■ DATA EXTRACT
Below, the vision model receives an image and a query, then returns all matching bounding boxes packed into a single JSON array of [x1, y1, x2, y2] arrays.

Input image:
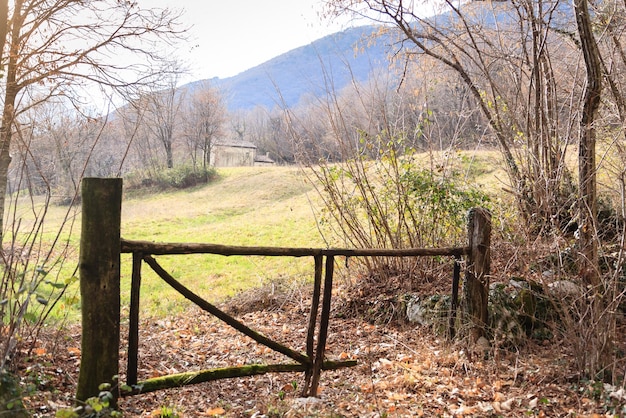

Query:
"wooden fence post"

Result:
[[76, 178, 123, 404], [464, 207, 491, 343]]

■ HOW TO COMPLETE THIS TASK
The records above must be repeated exactly, minus their pictures.

■ ANSWER BELOW
Below, the vision model receives an image and a query, then returns all matching bounding boxes packed into a single JSON array of [x1, y1, x2, y2] arrays.

Input image:

Query:
"wooden fence post"

Result:
[[76, 178, 123, 404], [464, 207, 491, 343]]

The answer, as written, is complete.